#### [What the task asks]
Once the line with "Tag every instance of the man in" is found in the data, output it and each following line exactly, up to and including the line with "Tag every instance of the red", and nothing before or after.

(Material to process)

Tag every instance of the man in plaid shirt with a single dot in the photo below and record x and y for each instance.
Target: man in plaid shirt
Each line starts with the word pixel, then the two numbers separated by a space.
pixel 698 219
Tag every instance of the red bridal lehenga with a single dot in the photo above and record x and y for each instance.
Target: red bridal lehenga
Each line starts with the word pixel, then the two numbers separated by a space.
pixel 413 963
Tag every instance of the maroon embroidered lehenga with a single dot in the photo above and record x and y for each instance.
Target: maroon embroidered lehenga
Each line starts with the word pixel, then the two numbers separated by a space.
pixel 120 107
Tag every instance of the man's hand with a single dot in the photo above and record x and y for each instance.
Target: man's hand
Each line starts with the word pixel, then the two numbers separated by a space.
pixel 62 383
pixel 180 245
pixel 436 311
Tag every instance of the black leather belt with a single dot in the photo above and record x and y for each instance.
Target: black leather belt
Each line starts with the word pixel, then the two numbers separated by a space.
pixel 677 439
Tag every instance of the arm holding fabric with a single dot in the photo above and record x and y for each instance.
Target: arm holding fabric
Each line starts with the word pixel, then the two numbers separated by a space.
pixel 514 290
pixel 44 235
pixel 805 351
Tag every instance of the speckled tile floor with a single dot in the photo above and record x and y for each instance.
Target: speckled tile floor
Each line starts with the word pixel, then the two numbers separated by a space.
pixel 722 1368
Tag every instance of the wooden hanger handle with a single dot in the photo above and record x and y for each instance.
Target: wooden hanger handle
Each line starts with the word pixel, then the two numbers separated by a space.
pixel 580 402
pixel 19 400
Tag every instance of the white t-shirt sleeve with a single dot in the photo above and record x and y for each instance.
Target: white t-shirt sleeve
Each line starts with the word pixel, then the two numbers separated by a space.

(End Material to process)
(Material to process)

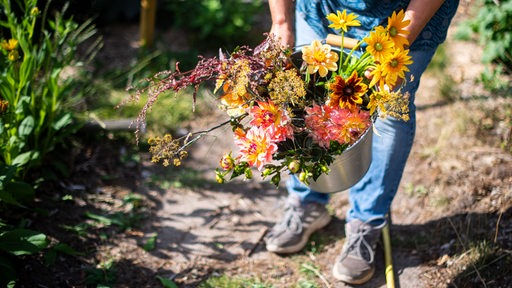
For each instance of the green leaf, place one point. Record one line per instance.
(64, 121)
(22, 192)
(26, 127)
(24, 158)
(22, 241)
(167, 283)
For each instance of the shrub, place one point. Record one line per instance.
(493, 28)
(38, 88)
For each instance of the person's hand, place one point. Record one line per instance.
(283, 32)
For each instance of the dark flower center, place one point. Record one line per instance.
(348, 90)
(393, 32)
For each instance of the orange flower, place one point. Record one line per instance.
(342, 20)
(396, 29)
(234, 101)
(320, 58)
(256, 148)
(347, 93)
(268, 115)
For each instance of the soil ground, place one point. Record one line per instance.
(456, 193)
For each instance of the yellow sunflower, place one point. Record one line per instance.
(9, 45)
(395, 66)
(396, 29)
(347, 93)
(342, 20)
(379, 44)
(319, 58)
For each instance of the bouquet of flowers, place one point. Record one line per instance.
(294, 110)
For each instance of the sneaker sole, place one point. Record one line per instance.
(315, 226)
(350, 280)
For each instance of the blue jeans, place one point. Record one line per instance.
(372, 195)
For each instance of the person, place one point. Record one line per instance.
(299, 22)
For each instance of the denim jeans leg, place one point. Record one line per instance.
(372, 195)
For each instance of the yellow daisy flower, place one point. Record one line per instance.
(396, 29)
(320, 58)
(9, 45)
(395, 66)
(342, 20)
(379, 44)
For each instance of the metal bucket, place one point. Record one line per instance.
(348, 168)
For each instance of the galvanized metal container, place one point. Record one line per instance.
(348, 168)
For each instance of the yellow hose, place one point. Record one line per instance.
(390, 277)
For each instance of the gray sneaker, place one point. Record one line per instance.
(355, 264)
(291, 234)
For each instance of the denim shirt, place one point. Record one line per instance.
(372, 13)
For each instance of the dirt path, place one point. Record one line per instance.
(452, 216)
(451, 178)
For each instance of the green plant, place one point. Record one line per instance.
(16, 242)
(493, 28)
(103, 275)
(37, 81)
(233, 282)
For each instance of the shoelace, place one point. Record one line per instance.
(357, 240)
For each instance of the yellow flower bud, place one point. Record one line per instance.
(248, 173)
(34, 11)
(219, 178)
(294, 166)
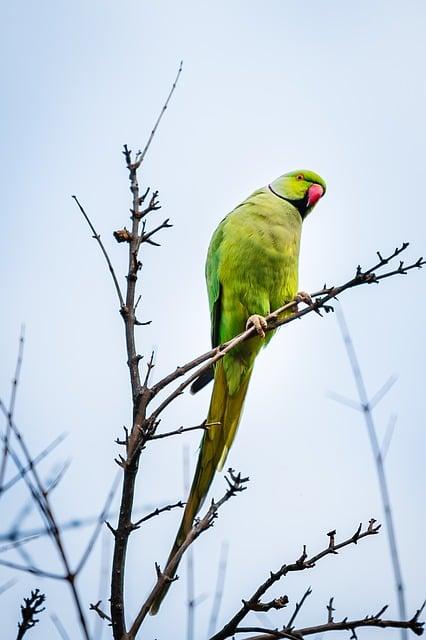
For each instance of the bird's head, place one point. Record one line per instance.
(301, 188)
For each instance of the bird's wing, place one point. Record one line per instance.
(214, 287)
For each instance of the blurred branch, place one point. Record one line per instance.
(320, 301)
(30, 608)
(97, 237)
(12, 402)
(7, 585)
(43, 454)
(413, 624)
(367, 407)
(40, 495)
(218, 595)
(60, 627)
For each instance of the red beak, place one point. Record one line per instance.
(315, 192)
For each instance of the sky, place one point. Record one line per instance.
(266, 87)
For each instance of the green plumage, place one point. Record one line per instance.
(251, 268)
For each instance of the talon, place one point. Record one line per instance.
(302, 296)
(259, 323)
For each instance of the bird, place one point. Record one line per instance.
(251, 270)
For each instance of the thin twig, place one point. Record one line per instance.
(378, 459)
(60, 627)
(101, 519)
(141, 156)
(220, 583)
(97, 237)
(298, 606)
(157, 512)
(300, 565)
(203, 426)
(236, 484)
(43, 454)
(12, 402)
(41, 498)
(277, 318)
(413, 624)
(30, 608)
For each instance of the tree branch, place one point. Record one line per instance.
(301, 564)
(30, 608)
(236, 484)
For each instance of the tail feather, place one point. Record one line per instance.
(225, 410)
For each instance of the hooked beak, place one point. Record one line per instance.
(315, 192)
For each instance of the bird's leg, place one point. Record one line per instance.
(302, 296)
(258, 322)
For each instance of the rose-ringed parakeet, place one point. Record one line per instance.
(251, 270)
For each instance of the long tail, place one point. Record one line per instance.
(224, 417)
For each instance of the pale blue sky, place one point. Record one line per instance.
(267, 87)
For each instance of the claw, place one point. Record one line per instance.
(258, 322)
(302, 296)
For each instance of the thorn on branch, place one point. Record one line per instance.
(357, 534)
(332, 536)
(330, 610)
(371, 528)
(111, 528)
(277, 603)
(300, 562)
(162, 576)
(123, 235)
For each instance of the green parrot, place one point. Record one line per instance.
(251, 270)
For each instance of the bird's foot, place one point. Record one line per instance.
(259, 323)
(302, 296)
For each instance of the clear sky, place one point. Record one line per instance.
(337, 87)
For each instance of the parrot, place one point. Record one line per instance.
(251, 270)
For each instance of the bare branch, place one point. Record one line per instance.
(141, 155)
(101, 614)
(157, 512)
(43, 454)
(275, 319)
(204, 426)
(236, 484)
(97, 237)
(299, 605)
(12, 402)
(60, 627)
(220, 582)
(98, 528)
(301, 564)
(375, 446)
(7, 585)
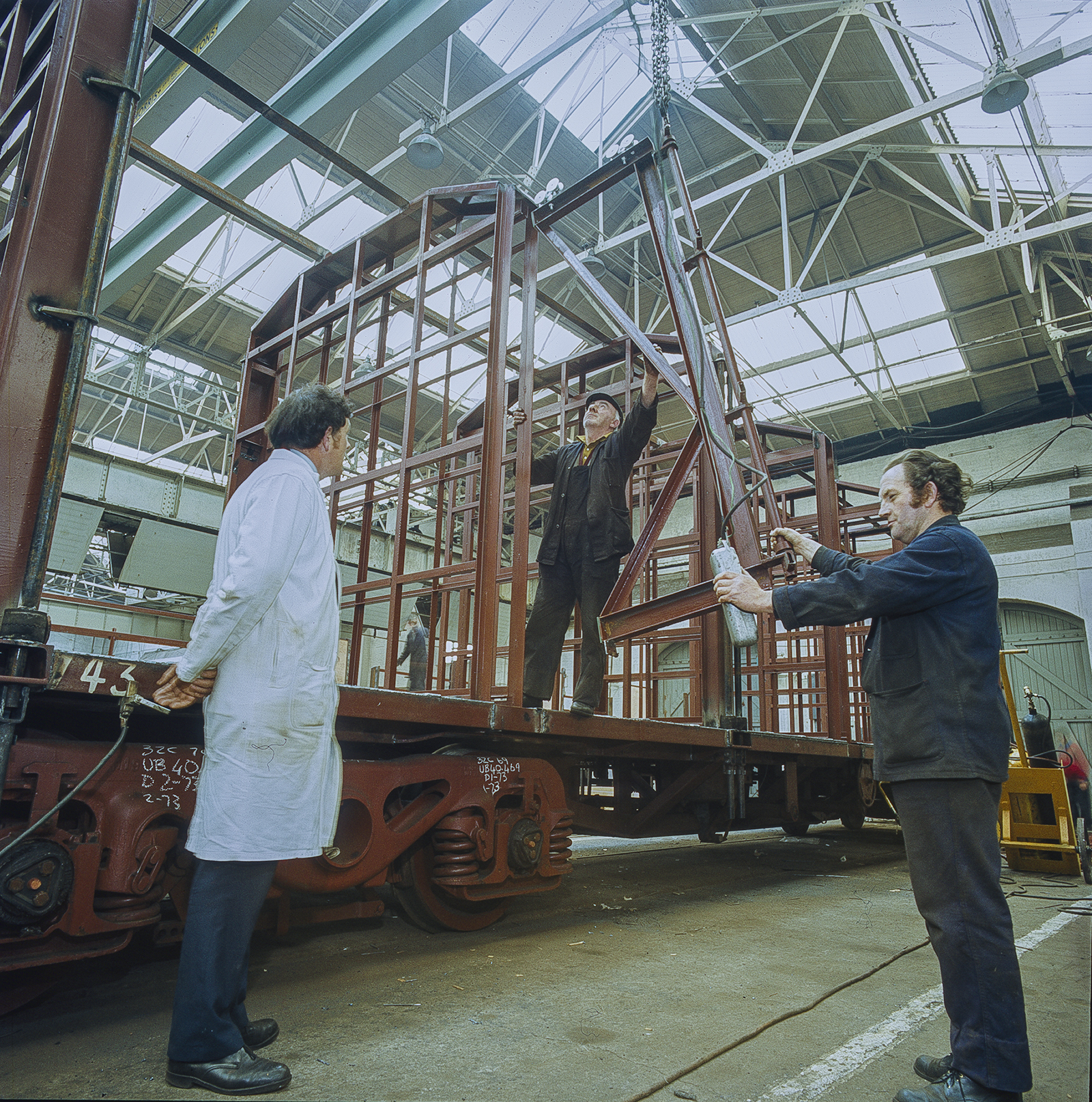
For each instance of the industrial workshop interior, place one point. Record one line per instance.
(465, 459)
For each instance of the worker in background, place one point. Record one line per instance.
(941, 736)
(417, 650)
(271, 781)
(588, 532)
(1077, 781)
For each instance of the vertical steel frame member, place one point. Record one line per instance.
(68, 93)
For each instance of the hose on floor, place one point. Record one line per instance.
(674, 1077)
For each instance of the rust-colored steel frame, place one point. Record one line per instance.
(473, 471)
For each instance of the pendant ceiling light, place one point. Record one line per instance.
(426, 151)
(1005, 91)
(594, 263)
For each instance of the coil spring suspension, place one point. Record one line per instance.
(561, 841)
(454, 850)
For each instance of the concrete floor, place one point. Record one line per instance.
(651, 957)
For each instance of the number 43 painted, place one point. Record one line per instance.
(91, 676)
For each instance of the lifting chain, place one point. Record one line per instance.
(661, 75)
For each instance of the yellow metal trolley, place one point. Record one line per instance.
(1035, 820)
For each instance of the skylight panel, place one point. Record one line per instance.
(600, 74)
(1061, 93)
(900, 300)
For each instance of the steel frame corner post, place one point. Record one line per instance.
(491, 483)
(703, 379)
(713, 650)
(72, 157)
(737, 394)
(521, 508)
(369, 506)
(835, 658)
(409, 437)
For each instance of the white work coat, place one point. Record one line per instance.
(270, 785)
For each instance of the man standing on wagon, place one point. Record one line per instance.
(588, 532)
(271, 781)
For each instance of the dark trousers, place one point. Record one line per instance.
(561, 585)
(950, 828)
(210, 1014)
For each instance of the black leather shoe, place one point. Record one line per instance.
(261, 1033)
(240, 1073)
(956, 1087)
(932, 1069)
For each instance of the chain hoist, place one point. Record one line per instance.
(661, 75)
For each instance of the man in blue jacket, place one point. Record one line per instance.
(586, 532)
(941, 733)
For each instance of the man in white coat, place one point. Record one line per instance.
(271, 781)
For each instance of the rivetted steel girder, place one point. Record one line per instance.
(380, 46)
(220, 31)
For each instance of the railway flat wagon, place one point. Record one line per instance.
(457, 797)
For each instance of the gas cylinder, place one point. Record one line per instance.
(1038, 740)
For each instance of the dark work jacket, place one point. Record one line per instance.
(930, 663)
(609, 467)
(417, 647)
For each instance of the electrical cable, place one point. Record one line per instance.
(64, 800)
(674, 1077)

(End Material to process)

#### [Result for this task]
Tag every instance of the man in plaid shirt with a single dot in the photo below and record x and y for each instance.
Target: man in plaid shirt
Each line starts with the word pixel, then the two numbers separated by a space.
pixel 698 219
Tag every instance of the red bridal lehenga with a single dot in the photo above and record x and y for each instance.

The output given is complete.